____ Selection
Chapter 17

Table Partitioning in Practice

MySQL Table Partitioning Complete Guide

Partitioning divides large tables into smaller, more manageable pieces. This improves query performance, enables efficient archival, and simplifies maintenance for tables with millions of rows.

1. Partitioning Basics

1.1 When to Partition


Benefits:
├─ Faster queries: scan only relevant partitions
├─ Easier maintenance: drop old partitions, not rows
├─ Parallel operations: multiple partitions processed concurrently
├─ Storage efficiency: archive old data separately
└─ Distributed processing: balance load across disks

Challenges:
├─ Complexity: query planning becomes more complex
├─ Limited benefit: small tables don't need partitioning
├─ Overhead: partition pruning checks add cost
└─ Index limitations: some index types not available

RULE OF THUMB:
├─ Table size > 10GB → Consider partitioning
├─ Heavy time-series data → Date-based partitioning
├─ Very high concurrency → Partitioning for parallelism
└─ Frequent large deletes → Partition-based deletion

1.2 Partition Types


RANGE PARTITION (Most Common):

CREATE TABLE orders (
  id INT,
  order_date DATE,
  amount DECIMAL(10,2)
) PARTITION BY RANGE (YEAR(order_date)) (
  PARTITION p2020 VALUES LESS THAN (2021),
  PARTITION p2021 VALUES LESS THAN (2022),
  PARTITION p2022 VALUES LESS THAN (2023),
  PARTITION p2023 VALUES LESS THAN (2024),
  PARTITION pmax VALUES LESS THAN MAXVALUE
);

Query: SELECT * FROM orders WHERE order_date >= '2023-01-01'
├─ Only scans: p2023, pmax partitions
├─ Skips: p2020, p2021, p2022 (partition pruning)
└─ Performance: 4 partitions instead of all

LIST PARTITION:

CREATE TABLE users (
  id INT,
  country VARCHAR(2),
  name VARCHAR(100)
) PARTITION BY LIST COLUMNS(country) (
  PARTITION p_americas VALUES IN ('US', 'CA', 'MX'),
  PARTITION p_europe VALUES IN ('GB', 'DE', 'FR'),
  PARTITION p_asia VALUES IN ('CN', 'JP', 'IN'),
  PARTITION p_other VALUES IN (DEFAULT)
________
____ Recorded data
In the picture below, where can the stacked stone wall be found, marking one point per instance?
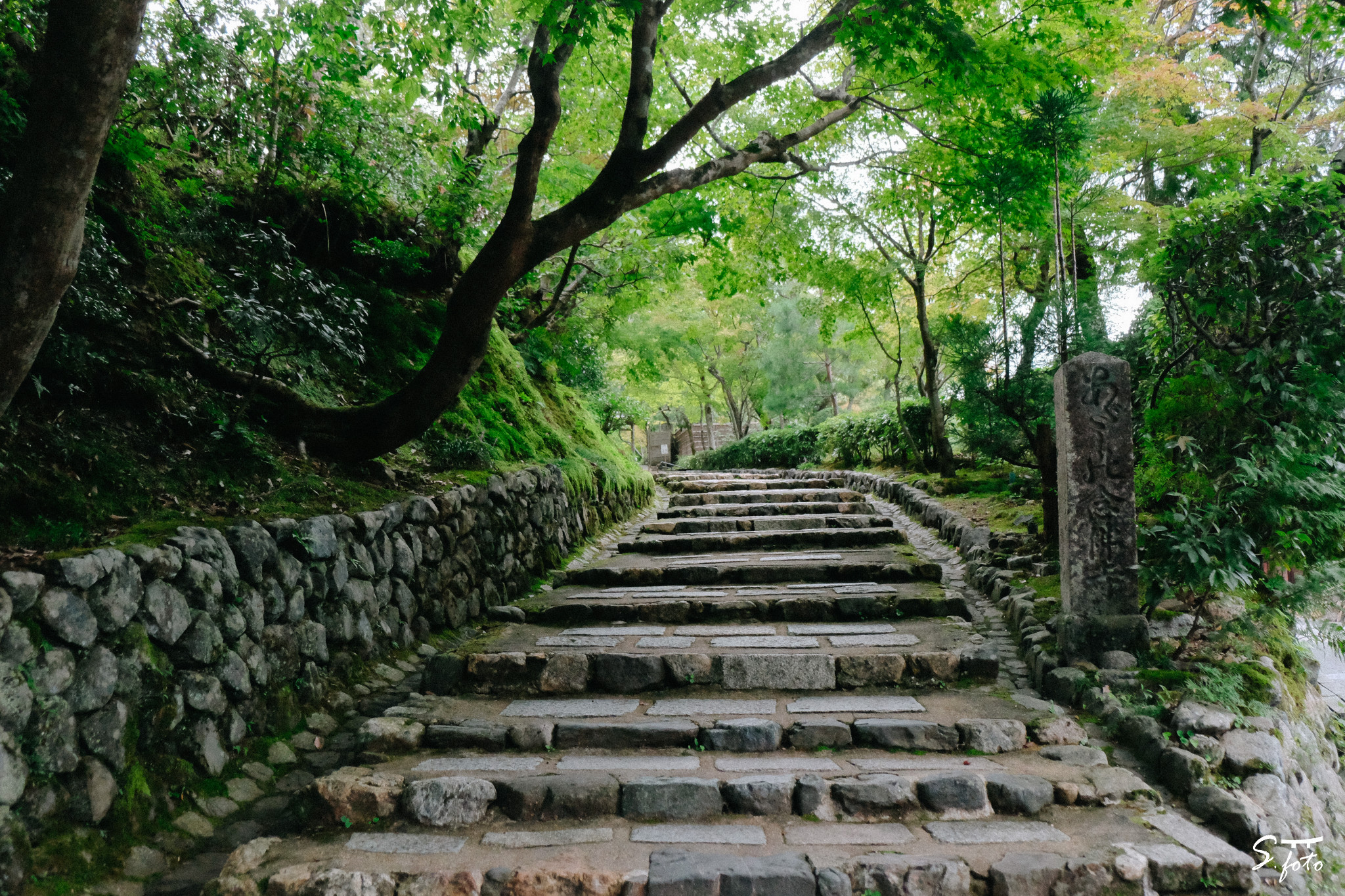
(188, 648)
________
____ Recorded data
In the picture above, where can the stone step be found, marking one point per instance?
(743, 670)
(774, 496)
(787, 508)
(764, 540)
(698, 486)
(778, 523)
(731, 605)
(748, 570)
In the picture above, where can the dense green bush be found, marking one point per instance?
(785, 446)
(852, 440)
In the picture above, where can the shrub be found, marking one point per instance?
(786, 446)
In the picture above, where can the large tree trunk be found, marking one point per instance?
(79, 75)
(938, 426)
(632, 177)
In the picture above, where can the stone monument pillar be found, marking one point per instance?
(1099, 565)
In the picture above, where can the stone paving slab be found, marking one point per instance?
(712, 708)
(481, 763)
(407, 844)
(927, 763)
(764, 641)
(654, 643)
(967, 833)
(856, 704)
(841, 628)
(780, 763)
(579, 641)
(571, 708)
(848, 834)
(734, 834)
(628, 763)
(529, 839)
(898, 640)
________
> **Request 1**
State how many lines in the records contain the string "tree", with case counting, and reply with that number alone.
> **Request 2**
Continue the MySQL partitioning guide from its last line.

> **Response 1**
1

> **Response 2**
);

HASH PARTITION:

CREATE TABLE events (
  id INT,
  event_type VARCHAR(50),
  data TEXT
) PARTITION BY HASH (id) PARTITIONS 16;
-- Automatically distributes rows across 16 partitions

KEY PARTITION:

CREATE TABLE logs (
  id BIGINT AUTO_INCREMENT,
  message TEXT
) PARTITION BY KEY () PARTITIONS 8;
-- Works with AUTO_INCREMENT

2. Partition Maintenance


ADDING PARTITIONS (Range):

-- Add new partition for 2025
ALTER TABLE orders ADD PARTITION (
  PARTITION p2024 VALUES LESS THAN (2025)
);

DROPPING PARTITIONS (Delete Data):

-- Drop 2020 data (very fast - no row-by-row delete!)
ALTER TABLE orders DROP PARTITION p2020;

-- Result: Entire partition deleted in milliseconds
-- Traditional DELETE: DELETE FROM orders WHERE YEAR(order_date) = 2020
--                    Slow, generates undo logs, blocks writes

PERFORMANCE COMPARISON:

DROP PARTITION:
├─ Time: milliseconds (metadata operation)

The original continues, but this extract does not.